Lesetext:
#####
Protokoll der Sitzung vom 13.12.2017

(Beifall bei der FDP und bei der AfD)

Verehrte Kolleginnen und Kollegen, es stellt sich auch die Frage, wie die Optionskommunen in Niedersachsen - von denen wir Gott sei Dank eine große Zahl haben; denn sie machen eine gute Arbeit - mit dieser Situation umgehen sollen. Bisher sind es nur die Jobcenter, die Rückforderungen gegenüber den Bürgschaftsgebern stellen. Aber gibt es eine Leitlinie der Landesregierung, wie die Optionskommunen damit umgehen sollen, verehrte Kolleginnen und Kollegen?

Nach meiner Auffassung ist es so: Wenn Bürgen richtig beraten worden sind, wenn sie darüber aufgeklärt worden sind, welche Risiken es gibt, wenn richtig geprüft worden ist, ob die Bürgschaften tatsächlich tragfähig sind, und diese Bürgschaften abgegeben worden sind, dann müssen die Bürgschaftsgeber natürlich auch für ihre Bürgschaft eintreten. Das steht für mich außer Frage.

(Beifall bei der FDP und bei der AfD)

Aber genauso steht außer Frage, verehrte Kolleginnen und Kollegen, dass das Land endlich seine Fehler eingestehen muss, dass gesagt werden muss: Jawohl, wir haben im Mai eine falsche Rechtsauskunft gegeben! Jawohl, vor Ort ist möglicherweise falsch beraten worden, bei dem Thema Bürgschaften ist falsch geprüft worden!

Diese Landesregierung kann dafür sorgen, dass das, was Sie wollen - nämlich dass die Bürgschaftsgeber nicht für ihre Bürgschaft eintreten müssen -, geschieht. Die Kollegin Piel hat darauf hingewiesen. Es geht um atypische Fälle. Ein atypischer Fall liegt dann vor, wenn beispielsweise eine falsche Beratung stattgefunden hat. Das kann dann von den Jobcentern im Ermessen ausgelegt werden.

Aber, verehrte Kolleginnen und Kollegen, dann geben Sie den Jobcentern doch bitte den Hinweis, dass ein atypischer Fall vorliegt, weil Sie eine falsche Rechtsauskunft gegeben haben. Damit lösen Sie selbst das Problem.

(Beifall bei der FDP und bei den GRÜNEN - Helge Limburg [GRÜNE]: Richtig!)

Ich möchte Sie sehr herzlich bitten: Schaffen Sie Abhilfe, bevor Hunderte von Fällen hier in Niedersachsen vor Gericht landen und diese Klagen unsere Sozialgerichte noch mehr belasten, als es derzeit schon der Fall ist!

Verehrter Herr Minister, ein freundlicher Brief an die „liebe Katarina“ löst dieses Problem nicht. Damit allein ziehen Sie sich nicht aus der Affäre.

(Beifall bei der FDP, bei den GRÜ- NEN und bei der AfD)
#####
(Auszüge aus Daten zu beschrifteten Bereichen)

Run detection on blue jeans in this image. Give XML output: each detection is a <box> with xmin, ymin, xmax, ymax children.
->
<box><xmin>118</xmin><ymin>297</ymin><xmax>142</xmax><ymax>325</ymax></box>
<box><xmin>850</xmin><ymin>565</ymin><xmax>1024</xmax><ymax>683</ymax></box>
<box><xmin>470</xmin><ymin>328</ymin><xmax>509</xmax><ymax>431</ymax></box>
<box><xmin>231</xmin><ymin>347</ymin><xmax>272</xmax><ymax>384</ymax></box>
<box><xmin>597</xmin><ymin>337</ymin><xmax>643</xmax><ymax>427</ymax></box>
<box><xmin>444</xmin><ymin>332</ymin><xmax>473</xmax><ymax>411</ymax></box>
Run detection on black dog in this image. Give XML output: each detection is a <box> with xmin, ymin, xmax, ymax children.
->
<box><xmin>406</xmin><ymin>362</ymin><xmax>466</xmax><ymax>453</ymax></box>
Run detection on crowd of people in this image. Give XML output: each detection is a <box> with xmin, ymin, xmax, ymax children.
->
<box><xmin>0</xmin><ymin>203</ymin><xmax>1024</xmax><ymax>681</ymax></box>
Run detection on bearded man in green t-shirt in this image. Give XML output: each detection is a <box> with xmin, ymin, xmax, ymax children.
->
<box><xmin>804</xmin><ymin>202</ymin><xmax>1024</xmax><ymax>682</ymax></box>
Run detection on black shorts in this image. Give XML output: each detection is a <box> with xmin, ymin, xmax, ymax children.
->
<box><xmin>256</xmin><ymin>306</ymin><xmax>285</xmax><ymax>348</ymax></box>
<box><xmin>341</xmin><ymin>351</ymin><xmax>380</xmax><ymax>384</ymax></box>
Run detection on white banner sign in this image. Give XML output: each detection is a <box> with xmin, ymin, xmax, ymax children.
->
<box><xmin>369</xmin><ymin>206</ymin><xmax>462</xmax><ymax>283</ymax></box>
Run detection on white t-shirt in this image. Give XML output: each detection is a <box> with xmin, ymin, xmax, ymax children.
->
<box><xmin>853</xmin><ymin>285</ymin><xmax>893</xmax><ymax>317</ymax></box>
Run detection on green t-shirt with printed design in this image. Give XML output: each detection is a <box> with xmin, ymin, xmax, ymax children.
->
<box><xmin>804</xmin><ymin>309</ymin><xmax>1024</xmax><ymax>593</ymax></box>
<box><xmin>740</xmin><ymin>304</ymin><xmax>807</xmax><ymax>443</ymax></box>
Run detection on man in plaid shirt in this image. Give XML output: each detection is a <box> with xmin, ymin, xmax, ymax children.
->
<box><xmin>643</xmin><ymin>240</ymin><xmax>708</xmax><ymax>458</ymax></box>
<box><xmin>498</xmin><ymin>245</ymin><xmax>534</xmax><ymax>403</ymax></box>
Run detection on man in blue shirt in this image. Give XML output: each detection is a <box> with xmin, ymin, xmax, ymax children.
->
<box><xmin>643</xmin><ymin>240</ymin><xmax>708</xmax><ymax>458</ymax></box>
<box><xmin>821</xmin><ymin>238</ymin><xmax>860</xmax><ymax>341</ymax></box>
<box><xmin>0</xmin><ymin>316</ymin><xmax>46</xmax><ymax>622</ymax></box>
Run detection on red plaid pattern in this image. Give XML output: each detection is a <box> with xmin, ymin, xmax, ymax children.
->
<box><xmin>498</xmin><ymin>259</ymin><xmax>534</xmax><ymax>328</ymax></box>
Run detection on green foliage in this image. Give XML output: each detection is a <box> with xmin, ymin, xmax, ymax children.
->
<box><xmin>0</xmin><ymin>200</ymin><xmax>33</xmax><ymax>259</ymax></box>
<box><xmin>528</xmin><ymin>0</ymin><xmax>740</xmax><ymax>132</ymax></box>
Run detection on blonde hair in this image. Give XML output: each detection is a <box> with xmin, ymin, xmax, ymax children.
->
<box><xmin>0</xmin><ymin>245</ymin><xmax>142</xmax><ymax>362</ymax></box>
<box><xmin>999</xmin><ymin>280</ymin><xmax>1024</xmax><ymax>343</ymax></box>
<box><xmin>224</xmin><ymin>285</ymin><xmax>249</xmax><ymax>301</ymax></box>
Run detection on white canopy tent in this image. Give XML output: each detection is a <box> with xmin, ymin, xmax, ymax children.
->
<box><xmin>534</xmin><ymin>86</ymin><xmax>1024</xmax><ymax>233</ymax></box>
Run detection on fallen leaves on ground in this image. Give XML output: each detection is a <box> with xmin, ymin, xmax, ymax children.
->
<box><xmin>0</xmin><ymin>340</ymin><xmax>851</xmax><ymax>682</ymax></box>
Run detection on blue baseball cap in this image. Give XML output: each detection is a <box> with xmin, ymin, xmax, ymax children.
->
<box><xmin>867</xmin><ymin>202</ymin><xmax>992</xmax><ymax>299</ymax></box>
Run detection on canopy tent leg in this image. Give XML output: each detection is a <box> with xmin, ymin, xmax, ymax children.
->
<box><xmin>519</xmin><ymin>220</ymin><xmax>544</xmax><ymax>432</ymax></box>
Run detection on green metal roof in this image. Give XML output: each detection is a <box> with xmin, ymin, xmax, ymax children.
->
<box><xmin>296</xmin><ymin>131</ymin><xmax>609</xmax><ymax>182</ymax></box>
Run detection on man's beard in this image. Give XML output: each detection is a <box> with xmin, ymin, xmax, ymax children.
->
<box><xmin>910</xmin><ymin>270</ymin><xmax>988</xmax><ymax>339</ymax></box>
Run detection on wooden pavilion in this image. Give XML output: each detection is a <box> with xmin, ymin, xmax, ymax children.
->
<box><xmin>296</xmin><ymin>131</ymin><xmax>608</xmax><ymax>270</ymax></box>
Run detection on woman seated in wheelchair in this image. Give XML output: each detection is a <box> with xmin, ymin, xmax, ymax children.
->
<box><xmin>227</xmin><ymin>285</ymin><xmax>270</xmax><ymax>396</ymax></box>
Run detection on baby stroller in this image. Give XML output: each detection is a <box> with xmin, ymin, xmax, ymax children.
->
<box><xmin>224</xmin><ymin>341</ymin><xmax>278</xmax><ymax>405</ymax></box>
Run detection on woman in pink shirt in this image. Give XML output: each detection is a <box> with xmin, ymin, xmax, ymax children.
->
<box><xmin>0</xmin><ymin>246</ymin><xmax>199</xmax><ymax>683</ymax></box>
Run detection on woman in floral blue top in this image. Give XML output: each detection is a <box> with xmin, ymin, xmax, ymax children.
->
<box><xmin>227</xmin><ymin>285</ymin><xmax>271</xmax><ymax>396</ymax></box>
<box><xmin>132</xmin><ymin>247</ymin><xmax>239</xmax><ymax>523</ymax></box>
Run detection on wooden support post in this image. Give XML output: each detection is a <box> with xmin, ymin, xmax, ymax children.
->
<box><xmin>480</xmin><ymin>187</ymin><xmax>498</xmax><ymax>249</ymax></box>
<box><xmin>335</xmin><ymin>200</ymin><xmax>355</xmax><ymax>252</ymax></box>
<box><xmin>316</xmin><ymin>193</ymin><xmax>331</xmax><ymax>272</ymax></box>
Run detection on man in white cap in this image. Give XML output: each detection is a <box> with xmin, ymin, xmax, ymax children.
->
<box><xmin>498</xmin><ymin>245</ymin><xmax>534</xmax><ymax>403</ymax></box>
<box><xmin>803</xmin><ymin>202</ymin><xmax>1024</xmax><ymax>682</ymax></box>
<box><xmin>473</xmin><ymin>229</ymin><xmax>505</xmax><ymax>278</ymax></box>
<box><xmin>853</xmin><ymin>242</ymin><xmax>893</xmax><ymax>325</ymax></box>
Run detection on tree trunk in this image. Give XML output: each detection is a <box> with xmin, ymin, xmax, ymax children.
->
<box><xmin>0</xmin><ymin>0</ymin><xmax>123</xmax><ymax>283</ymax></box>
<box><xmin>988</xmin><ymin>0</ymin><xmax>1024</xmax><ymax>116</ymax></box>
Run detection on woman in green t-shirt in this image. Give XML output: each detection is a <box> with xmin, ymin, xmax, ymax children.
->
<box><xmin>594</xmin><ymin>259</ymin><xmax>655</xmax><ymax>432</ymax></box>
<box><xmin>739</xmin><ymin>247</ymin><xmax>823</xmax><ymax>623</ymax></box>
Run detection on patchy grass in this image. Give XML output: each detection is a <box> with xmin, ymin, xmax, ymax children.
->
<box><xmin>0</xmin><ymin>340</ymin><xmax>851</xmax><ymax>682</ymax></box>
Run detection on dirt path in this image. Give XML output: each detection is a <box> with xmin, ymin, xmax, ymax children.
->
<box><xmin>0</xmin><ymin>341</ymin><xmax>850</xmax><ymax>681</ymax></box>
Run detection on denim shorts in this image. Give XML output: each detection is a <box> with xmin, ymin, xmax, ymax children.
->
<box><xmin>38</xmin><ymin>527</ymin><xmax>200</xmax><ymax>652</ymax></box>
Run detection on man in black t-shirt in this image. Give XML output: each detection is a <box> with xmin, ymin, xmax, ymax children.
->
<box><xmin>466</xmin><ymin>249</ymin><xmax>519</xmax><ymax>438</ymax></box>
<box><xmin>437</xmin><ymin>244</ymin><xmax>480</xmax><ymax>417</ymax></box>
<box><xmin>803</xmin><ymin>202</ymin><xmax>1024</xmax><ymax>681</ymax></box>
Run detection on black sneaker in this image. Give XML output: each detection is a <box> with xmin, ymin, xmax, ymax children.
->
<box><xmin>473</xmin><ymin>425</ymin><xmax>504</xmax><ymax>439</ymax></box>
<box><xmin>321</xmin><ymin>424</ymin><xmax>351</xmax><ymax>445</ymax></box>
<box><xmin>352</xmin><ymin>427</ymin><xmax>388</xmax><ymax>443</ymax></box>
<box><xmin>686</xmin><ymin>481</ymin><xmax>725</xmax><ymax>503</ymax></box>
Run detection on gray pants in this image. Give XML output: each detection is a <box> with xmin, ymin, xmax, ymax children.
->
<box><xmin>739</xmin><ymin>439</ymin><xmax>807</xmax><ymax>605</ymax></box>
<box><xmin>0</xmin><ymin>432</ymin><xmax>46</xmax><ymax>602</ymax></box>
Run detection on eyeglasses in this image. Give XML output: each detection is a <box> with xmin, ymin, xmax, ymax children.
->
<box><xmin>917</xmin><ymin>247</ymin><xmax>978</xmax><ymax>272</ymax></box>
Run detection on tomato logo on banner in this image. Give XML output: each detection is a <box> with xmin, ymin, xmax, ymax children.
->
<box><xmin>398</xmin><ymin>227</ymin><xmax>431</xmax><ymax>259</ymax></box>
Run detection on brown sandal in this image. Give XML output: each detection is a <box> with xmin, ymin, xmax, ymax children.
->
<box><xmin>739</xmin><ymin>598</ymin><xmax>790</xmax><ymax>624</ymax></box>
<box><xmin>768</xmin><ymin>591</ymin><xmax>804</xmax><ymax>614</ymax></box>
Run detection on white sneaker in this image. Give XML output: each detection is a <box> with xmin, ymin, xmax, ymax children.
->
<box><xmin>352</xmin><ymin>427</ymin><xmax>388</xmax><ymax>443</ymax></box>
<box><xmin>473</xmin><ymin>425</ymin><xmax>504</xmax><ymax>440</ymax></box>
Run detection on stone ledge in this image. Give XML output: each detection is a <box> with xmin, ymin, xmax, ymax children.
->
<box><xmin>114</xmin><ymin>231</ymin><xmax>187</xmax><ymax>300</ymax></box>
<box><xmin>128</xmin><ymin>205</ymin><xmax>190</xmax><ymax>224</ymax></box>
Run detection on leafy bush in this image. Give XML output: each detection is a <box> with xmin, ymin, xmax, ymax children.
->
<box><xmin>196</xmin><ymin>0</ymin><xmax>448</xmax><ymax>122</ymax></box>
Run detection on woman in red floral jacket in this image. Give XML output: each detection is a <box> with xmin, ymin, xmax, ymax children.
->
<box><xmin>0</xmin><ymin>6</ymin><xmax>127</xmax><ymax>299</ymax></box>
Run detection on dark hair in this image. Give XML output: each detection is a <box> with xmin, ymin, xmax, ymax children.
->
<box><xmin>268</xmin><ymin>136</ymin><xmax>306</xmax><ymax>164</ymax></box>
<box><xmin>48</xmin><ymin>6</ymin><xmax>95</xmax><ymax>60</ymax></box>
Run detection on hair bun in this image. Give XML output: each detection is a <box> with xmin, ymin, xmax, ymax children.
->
#####
Zu bearbeitende Aufgaben:
A) Beantworten Sie anhand des Sitzungsprotokolls:
(i) Wer stellt bisher Rückforderungen gegenüber den Bürgschaftsgebern?
(ii) In welchem Monat wurde laut Protokoll eine falsche Rechtsauskunft gegeben?
(iii) Welche Kollegin hat auf die atypischen Fälle hingewiesen?
B) Greifen Sie das Sitzungsprotokoll dort auf, wo es endet, und führen Sie es weiter.

Endergebnisse:
A)
(i) Die Jobcenter.
(ii) Im Mai.
(iii) Die Kollegin Piel.

B)
Vielen Dank, Herr Kollege Oetjen. - Für die CDUFraktion erteile ich nun dem Kollegen Schünemann das Wort. Bitte!

Frau Präsidentin! Meine sehr verehrten Damen und Herren! Verehrte Frau Schröder-Köpf, die Überschrift der von Ihnen beantragten Aktuellen Stunde ist sicherlich etwas irritierend. Denn es war die Große Koalition, die Bundesregierung, die im Sommer 2016 das Aufenthaltsgesetz geändert hat. Bis dahin musste jeder, der eine Verpflichtungserklärung unterschrieben hat, davon ausgehen, dass

das finanzielle Risiko dann auch für den gesamten Aufenthalt des Flüchtlings gilt. Mit der Änderung durch die Große Koalition findet erstmals eine zeitliche Begrenzung statt. Es sind maximal fünf Jahre und für diejenigen, die vor Inkrafttreten dieses Gesetzes eine Verpflichtungserklärung unterschrieben haben, drei Jahre.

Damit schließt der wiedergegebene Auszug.